=== WHAT IS BEING ASKED ===
Every record must be written out once more, with nothing added or omitted.

=== PROVIDED RECORDS ===
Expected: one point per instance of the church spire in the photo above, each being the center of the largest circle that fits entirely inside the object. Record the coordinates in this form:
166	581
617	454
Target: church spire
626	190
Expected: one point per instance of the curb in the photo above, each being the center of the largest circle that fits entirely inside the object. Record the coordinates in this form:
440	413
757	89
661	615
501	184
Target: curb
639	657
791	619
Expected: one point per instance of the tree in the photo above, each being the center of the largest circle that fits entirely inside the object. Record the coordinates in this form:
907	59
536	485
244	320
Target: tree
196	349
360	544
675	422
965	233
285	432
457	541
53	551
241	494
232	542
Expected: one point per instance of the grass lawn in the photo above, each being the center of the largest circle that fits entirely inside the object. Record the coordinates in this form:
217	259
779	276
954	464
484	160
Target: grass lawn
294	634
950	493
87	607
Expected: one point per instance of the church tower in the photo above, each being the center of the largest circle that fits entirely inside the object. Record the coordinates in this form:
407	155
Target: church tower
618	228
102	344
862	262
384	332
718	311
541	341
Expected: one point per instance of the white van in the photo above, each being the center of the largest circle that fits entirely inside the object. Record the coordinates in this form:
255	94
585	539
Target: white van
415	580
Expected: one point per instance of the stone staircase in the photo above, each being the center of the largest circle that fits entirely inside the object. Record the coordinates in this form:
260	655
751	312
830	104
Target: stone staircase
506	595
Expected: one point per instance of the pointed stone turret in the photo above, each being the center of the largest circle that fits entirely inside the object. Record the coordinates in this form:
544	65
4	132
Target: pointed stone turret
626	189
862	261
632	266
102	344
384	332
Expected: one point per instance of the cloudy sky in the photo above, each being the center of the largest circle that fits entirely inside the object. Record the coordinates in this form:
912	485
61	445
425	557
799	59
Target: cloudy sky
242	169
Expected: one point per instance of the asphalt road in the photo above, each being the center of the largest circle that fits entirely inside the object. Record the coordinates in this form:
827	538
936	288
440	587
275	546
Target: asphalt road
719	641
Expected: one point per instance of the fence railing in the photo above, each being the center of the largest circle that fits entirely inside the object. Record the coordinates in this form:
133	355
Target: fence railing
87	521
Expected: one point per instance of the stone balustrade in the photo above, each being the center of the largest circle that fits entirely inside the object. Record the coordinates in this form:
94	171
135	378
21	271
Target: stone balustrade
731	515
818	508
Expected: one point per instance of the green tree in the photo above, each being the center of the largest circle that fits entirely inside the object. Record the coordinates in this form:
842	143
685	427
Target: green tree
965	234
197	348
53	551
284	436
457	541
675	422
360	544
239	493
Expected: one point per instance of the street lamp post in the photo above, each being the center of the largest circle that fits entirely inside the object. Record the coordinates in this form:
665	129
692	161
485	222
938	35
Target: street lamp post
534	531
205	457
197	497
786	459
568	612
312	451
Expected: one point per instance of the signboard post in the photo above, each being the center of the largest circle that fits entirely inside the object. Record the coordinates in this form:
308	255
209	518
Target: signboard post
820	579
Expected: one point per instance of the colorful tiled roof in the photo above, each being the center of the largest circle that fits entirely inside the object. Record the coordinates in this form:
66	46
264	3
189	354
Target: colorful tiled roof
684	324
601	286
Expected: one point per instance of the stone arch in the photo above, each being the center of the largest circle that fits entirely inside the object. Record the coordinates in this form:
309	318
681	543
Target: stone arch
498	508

=== THE REPLY ===
Expected: one point per instance of the church spire in the photo above, each being the center of the largest circle that fits entirely inside the object. Record the coordinates in this form:
166	581
617	454
Target: church spire
626	190
Expected: one point per instance of the curb in the photo above, each being the center of the largest circle that fits entirely inside the object. Record the coordinates in this form:
440	413
757	89
661	615
501	184
Target: curb
639	657
791	619
Expected: one point per instance of the tree in the photo above, each being the center of the largest circle that fits entirely inside the object. Record the coordinates in this form:
907	59
536	485
244	320
Target: tree
196	349
360	544
675	422
965	233
285	432
457	541
53	551
241	494
232	542
Expected: one point per instance of the grass lawn in the photo above, each being the center of the largest circle that fits entirely inside the object. Record the coordinates in this form:
217	259
779	276
954	464
484	160
Target: grass lawn
294	634
950	493
87	607
Expected: one point per instance of the church tower in the photo above, each being the center of the largest circle that fits entirely inside the object. Record the coordinates in this form:
407	155
Target: church tower
618	228
102	344
862	262
384	332
718	311
541	341
Expected: one point per instance of the white van in the photo above, each being the center of the largest circle that fits entirely inside the object. Record the coordinates in this form:
255	94
585	539
Target: white van
415	580
Expected: one point per instance of the stone staircase in the photo above, each being the center of the largest circle that fits entirely inside the object. Record the coordinates in this form:
260	655
751	312
830	104
Target: stone staircase
506	595
Expected: one point per instance of the pointed stone turret in the photo above, each being the center of the largest circle that fits entirely inside the object. Record the coordinates in this form:
544	65
4	132
Target: pointed stone turret
626	189
862	261
632	266
102	344
384	332
Expected: one point per instance of the cloudy sky in the photo above, each being the center of the largest circle that fits entirely inside the object. Record the coordinates in this form:
912	485
61	445
425	557
799	59
Target: cloudy sky
242	169
Expected: one point per instance of the asphalt road in the photo above, each being the center of the largest circle that fits entirely inside the object. Record the coordinates in this form:
827	538
936	288
440	587
275	546
Target: asphalt road
719	641
Expected: one point per instance of the fence railing in the photo above, each being the center of the largest circle that fits entirely inside the object. Record the coordinates in this form:
133	355
Target: fence railing
87	521
Expected: one point per instance of the stone balustrade in the photo above, each being the center of the largest circle that fits entirely inside the object. Record the coordinates in this form:
94	171
135	378
21	271
Target: stone balustrade
731	515
818	508
Expected: one point per instance of the green tree in the photo above, each being the center of the largest circle that fits entirely inside the object. Record the coordinates in this form:
842	143
685	427
Target: green tree
965	234
197	348
53	551
284	436
457	541
675	422
360	544
239	493
Expected: one point per instance of the street lamp post in the photo above, each being the center of the largest circle that fits entirely inside the object. Record the coordinates in this form:
665	129
692	161
485	222
938	35
Target: street lamp post
534	531
205	457
197	497
786	459
568	612
312	451
Expected: one point per instance of the signboard post in the photo above, each being the center of the largest circle that fits entirely inside the object. Record the coordinates in this form:
308	255
209	518
Target: signboard post
820	579
Expected: one point per instance of the colorful tiled roof in the photo above, each being the center of the largest circle that fits entirely inside the object. Record the coordinates in this form:
66	46
264	3
189	354
Target: colorful tiled roof
684	324
601	286
Expected: one point per instance of the stone arch in the photo above, each being the center of the largest circle that fits entirely inside the object. Record the coordinates in this form:
309	318
681	543
Target: stone arch
498	508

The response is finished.